▶ [Complete the following]
1) Pull out the stretch of the turkey meatball post from "No Mom, Not the" through "front of them.".
2) In the turkey meatball post, what does the writer compare the meatballs to because they are never the same twice?
3) Carry on writing the turkey meatball post from the point where it stops.

#### Passage ####

Wednesday, August 8

No Mom, Not the Meatballs.....

I guess I am just "old school" when it comes to comfort dinners.  You know like stew (only I do veggie because we don't eat red meat) OR meatloaf, no NOT the meatloaf that Alice made from the Brady Bunch episodes (remember those)?  But lean turkey meatloaf.  Well not tonight, not meatloaf, but my next fav thing to get creative with are my Turkey Meatballs.  Oh how I love hiding stuff in them and just love the excitement from the kids when I tell them I am making them.  Okay so that is a small exaggeration.  But here is my thought process, they are outside running and playing so hard that they will be hungry enough to eat anything I put in front of them.
Wrong!  "No mom, not again".  "Don't put all that stuff in them".  Followed with, "shhhshh, I don't want to hear it", "now go and play until dinner is done".  Time for mom to get to work.  I have come to realize that my turkey meatballs are like snowflakes, no not nearly as pretty or delicate as snowflakes, but in a way that they are never the same twice because I am always coming up with something new and different to do with them.

Turkey Meat Balls (tonight's version)

#### Dataset section ####

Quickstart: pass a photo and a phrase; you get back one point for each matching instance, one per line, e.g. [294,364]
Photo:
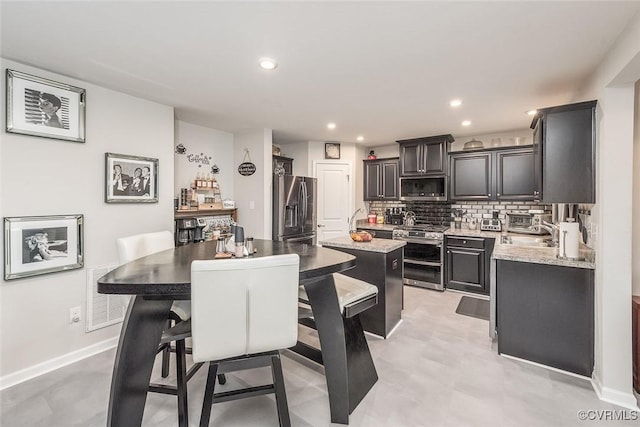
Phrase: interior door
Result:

####

▶ [Set of answers]
1)
No Mom, Not the Meatballs.....

I guess I am just "old school" when it comes to comfort dinners.  You know like stew (only I do veggie because we don't eat red meat) OR meatloaf, no NOT the meatloaf that Alice made from the Brady Bunch episodes (remember those)?  But lean turkey meatloaf.  Well not tonight, not meatloaf, but my next fav thing to get creative with are my Turkey Meatballs.  Oh how I love hiding stuff in them and just love the excitement from the kids when I tell them I am making them.  Okay so that is a small exaggeration.  But here is my thought process, they are outside running and playing so hard that they will be hungry enough to eat anything I put in front of them.

2) Snowflakes.

3)
Lean Ground Turkey
Fresh Basil
Sea Salt
Low Sodium Beef or Chicken Broth
Panko Bread Crumbs

Cut veggies and fresh basil into small chunks and add to food processor with some EVOO. Pulse until desired size (this might take a few steps so not to overload your food processor), also the EVOO is liquid you need to help the processing and flavor.  Add all the veggies to the lean ground turkey and set aside.  Cook about a cup of Bulgar (if cooked in broth you get more flavor).  Add the bulgar to the turkey mixture. Add the Panko bread crumbs.  Make your meatballs.

 Adding mushrooms and bulgar to the meatballs act as a you meaty "glue" so to speak, with these you don't need to add egg or crushed crackers or bread crumbs.  Panko are a Japanesse style breadcrumb with a better texture and no fat or cholesterol and with only 1 gram of sugar per 1/2 cup.  These are always my first choice for cooking.

Bake at 350 degrees for about half an hour OR until they reach an internal temp of 165 degrees.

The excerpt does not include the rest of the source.